--- START ---
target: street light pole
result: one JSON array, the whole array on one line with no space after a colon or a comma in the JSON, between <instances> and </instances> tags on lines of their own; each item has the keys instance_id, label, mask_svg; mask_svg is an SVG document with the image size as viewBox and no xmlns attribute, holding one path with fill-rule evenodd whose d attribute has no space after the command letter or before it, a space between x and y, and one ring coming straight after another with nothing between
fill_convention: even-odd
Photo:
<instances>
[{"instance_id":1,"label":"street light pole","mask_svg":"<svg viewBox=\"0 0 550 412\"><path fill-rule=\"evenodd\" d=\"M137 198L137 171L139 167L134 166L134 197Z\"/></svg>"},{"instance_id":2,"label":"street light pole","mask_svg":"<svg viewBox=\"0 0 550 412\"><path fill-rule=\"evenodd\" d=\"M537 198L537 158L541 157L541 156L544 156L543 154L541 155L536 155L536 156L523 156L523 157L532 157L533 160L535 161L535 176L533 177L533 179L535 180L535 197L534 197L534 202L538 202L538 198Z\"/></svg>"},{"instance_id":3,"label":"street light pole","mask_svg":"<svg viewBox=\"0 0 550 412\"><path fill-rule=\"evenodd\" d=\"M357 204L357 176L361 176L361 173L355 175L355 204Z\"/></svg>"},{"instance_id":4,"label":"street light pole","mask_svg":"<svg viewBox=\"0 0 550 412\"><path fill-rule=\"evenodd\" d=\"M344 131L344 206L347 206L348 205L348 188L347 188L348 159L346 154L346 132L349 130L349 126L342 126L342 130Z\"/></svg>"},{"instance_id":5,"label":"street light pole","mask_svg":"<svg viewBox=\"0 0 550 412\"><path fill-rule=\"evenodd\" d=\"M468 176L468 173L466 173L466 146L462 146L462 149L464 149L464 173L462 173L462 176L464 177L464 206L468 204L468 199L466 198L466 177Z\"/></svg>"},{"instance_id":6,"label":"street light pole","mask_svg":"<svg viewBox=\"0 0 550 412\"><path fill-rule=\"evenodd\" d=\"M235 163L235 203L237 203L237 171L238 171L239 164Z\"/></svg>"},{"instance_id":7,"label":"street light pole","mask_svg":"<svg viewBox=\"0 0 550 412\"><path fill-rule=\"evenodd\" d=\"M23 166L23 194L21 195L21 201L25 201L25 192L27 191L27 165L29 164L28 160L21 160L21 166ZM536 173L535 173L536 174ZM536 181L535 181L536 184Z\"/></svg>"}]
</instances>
--- END ---
Every record above needs to be restated exactly.

target: street light pole
result: one JSON array, the whole array on one line with no space after a colon or a comma in the JSON, between <instances> and </instances> tags on lines of their own; each item has the keys instance_id, label, mask_svg; mask_svg is an SVG document with the image size as viewBox and no xmlns attribute, holding one path with fill-rule evenodd whose d attribute has no space after the command letter or before it, a space between x and y, and one ring coming straight after another with nothing between
fill_convention: even-odd
Photo:
<instances>
[{"instance_id":1,"label":"street light pole","mask_svg":"<svg viewBox=\"0 0 550 412\"><path fill-rule=\"evenodd\" d=\"M137 198L137 171L139 167L134 166L134 197Z\"/></svg>"},{"instance_id":2,"label":"street light pole","mask_svg":"<svg viewBox=\"0 0 550 412\"><path fill-rule=\"evenodd\" d=\"M537 198L537 158L541 157L541 156L544 156L543 154L541 155L536 155L536 156L523 156L523 157L532 157L533 160L535 161L535 176L533 177L533 179L535 180L535 197L534 197L534 202L538 202L538 198Z\"/></svg>"},{"instance_id":3,"label":"street light pole","mask_svg":"<svg viewBox=\"0 0 550 412\"><path fill-rule=\"evenodd\" d=\"M357 204L357 176L361 176L361 173L355 175L355 204Z\"/></svg>"},{"instance_id":4,"label":"street light pole","mask_svg":"<svg viewBox=\"0 0 550 412\"><path fill-rule=\"evenodd\" d=\"M344 131L344 206L347 206L348 205L348 188L347 188L348 159L346 154L346 132L349 130L349 126L342 126L342 130Z\"/></svg>"},{"instance_id":5,"label":"street light pole","mask_svg":"<svg viewBox=\"0 0 550 412\"><path fill-rule=\"evenodd\" d=\"M468 176L468 173L466 173L466 146L462 146L462 149L464 149L464 173L462 173L462 176L464 177L464 206L468 204L468 199L466 198L466 177Z\"/></svg>"},{"instance_id":6,"label":"street light pole","mask_svg":"<svg viewBox=\"0 0 550 412\"><path fill-rule=\"evenodd\" d=\"M235 163L235 203L237 203L237 171L238 171L239 164Z\"/></svg>"},{"instance_id":7,"label":"street light pole","mask_svg":"<svg viewBox=\"0 0 550 412\"><path fill-rule=\"evenodd\" d=\"M23 166L23 194L21 195L21 201L25 201L25 192L27 191L27 165L29 164L28 160L21 160L21 166ZM536 173L535 173L536 174ZM536 181L535 181L536 184Z\"/></svg>"}]
</instances>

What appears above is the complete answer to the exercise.